[O QUE FAZER] Copie fielmente as linhas, começando pela primeira e seguindo até a linha que contém "pixel 54 98", incluindo ambas. Não coloque as imagens na resposta.
┌──
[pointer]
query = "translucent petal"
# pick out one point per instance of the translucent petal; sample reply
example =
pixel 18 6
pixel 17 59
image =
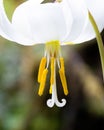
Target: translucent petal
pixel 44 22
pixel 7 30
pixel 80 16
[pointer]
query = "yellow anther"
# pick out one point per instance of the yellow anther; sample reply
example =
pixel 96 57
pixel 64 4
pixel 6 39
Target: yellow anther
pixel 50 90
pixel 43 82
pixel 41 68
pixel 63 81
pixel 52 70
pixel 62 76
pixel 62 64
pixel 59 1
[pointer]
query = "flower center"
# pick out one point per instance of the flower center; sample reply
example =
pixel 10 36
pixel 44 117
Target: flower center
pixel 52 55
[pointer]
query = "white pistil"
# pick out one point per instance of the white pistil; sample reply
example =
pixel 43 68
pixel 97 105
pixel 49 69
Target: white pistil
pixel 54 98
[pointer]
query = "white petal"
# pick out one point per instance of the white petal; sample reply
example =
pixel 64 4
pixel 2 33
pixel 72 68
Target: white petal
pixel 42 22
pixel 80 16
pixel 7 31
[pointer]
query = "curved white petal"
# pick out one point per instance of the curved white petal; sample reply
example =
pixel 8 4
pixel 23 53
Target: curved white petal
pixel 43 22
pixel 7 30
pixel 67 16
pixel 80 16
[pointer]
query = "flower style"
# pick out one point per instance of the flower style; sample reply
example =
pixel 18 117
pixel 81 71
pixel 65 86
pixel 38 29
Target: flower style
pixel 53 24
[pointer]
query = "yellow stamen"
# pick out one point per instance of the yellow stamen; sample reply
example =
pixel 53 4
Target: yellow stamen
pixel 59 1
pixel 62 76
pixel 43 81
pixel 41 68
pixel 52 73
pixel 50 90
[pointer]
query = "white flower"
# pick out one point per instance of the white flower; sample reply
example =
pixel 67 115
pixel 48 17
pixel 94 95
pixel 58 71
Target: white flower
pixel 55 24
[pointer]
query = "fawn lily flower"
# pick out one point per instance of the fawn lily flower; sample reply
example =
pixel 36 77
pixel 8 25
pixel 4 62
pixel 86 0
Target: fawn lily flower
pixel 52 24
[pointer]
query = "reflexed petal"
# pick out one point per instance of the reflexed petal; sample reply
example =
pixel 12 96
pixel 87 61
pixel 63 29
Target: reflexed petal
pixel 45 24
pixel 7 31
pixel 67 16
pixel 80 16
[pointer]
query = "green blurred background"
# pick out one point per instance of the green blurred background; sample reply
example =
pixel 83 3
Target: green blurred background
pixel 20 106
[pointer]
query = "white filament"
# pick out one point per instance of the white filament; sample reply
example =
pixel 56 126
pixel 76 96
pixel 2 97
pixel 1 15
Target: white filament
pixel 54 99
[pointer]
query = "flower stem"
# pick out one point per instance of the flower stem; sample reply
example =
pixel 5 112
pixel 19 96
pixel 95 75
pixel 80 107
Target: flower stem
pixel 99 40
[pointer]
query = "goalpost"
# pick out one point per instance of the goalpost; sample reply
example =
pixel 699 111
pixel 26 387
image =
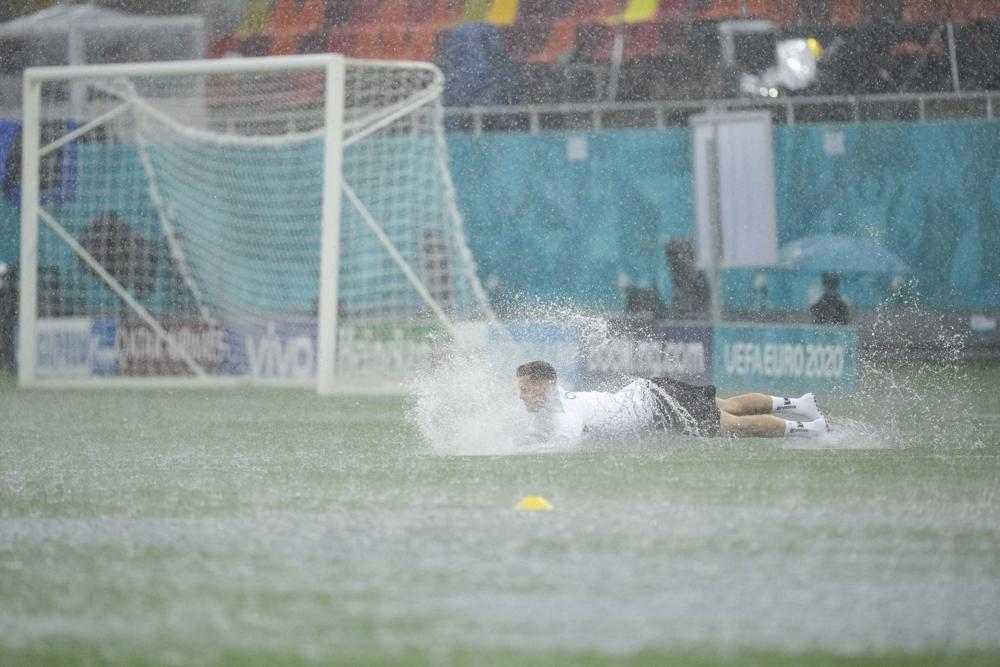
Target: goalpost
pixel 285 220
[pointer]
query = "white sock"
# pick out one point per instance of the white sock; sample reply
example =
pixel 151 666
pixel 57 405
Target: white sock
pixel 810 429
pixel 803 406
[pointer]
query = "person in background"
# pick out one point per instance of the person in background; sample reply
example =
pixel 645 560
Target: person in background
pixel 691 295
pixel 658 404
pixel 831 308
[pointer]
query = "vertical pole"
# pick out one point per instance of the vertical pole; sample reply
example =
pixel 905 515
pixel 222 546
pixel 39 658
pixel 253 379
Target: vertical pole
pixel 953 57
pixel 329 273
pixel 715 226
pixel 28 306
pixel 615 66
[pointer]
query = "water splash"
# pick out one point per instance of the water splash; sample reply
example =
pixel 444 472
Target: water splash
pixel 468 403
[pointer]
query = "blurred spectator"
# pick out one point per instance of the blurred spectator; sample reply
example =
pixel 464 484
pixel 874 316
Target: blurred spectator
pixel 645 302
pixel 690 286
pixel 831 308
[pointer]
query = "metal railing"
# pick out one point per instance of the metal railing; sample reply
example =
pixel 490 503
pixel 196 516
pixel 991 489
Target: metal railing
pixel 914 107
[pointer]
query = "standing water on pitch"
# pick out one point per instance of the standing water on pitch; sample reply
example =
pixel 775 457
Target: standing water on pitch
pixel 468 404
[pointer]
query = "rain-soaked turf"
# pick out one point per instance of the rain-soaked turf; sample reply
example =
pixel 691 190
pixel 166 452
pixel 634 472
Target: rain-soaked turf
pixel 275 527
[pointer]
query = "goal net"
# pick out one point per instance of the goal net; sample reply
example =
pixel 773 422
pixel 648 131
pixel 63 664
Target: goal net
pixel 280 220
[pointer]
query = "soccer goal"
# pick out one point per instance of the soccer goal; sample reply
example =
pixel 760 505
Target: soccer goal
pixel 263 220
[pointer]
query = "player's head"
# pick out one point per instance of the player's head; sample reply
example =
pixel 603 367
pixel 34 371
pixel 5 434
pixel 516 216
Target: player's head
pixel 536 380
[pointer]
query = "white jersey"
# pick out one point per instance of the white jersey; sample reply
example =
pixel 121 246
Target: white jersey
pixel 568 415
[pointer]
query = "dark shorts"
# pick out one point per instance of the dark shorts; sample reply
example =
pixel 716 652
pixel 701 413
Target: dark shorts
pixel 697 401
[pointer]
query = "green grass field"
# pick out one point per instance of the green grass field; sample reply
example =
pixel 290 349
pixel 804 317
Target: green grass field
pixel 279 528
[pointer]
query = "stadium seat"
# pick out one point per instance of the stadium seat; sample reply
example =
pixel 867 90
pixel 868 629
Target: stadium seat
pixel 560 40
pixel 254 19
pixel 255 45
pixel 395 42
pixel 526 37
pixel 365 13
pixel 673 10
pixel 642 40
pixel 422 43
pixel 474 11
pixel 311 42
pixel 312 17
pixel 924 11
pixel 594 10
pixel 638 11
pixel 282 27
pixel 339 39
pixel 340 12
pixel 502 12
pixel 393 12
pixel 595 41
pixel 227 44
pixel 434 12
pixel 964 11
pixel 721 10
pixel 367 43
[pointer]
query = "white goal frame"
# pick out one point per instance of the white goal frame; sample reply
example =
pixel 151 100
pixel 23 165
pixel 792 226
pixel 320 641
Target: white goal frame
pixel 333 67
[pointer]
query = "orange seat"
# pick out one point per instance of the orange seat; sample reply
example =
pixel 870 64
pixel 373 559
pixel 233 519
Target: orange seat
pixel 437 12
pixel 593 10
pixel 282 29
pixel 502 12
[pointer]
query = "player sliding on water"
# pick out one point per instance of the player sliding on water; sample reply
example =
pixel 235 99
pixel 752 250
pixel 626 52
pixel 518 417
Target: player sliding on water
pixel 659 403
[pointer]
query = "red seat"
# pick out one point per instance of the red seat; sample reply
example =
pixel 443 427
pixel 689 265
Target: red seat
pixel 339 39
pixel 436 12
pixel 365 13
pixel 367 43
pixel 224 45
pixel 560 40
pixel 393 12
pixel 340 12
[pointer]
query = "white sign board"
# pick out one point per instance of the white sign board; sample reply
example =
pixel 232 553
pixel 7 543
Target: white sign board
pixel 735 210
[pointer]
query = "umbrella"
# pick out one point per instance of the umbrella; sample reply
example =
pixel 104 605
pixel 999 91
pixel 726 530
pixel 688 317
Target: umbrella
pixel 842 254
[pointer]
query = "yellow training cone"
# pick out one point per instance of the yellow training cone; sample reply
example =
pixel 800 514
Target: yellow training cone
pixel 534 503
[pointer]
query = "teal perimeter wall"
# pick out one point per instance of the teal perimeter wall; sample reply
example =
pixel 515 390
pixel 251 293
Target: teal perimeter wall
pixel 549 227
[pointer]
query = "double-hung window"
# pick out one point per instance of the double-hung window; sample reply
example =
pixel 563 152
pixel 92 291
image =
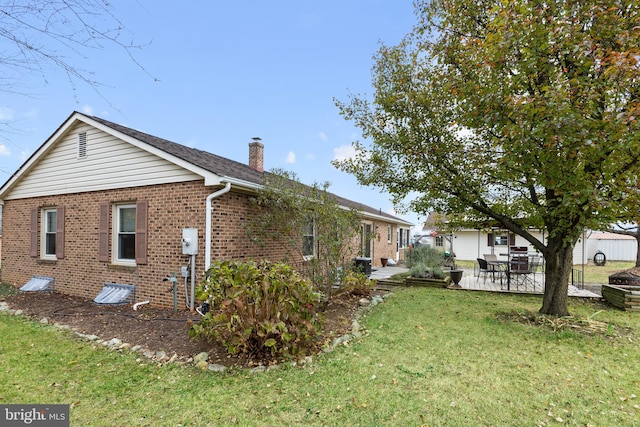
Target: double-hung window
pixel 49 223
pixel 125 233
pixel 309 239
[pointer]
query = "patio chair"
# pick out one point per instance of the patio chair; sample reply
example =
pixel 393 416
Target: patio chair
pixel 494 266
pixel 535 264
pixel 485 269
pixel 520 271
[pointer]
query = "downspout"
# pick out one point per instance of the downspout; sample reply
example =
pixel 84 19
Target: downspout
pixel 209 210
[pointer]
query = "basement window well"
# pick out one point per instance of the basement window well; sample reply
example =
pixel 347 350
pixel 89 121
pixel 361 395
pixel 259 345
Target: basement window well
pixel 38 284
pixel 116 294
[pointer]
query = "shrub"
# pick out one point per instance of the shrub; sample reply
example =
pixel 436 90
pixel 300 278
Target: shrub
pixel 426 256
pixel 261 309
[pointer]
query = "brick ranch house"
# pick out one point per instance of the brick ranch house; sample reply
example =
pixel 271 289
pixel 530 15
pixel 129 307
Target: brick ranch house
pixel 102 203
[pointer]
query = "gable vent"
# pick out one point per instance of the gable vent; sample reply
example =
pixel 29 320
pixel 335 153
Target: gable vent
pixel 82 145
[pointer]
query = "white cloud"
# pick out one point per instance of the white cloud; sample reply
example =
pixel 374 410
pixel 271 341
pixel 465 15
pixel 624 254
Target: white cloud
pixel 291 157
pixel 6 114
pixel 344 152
└──
[RESPOSTA]
[pointer]
query = "translucent petal"
# pick out one point per instance of the translucent petal; sample reply
example =
pixel 18 6
pixel 17 59
image =
Target: translucent petal
pixel 44 22
pixel 7 30
pixel 80 16
[pointer]
query = "yellow anther"
# pick out one point per instance of the yellow anther; sample reply
example =
pixel 96 57
pixel 64 4
pixel 6 39
Target: yellow anther
pixel 50 90
pixel 43 82
pixel 41 68
pixel 63 81
pixel 52 70
pixel 62 76
pixel 62 64
pixel 59 1
[pointer]
query = "flower center"
# pick out one point per instance of the flower center; sample reply
example =
pixel 10 36
pixel 44 117
Target: flower center
pixel 52 55
[pointer]
query = "white pistil"
# pick out one point per instance of the white pistil; sample reply
example =
pixel 43 68
pixel 97 105
pixel 49 69
Target: white pistil
pixel 54 98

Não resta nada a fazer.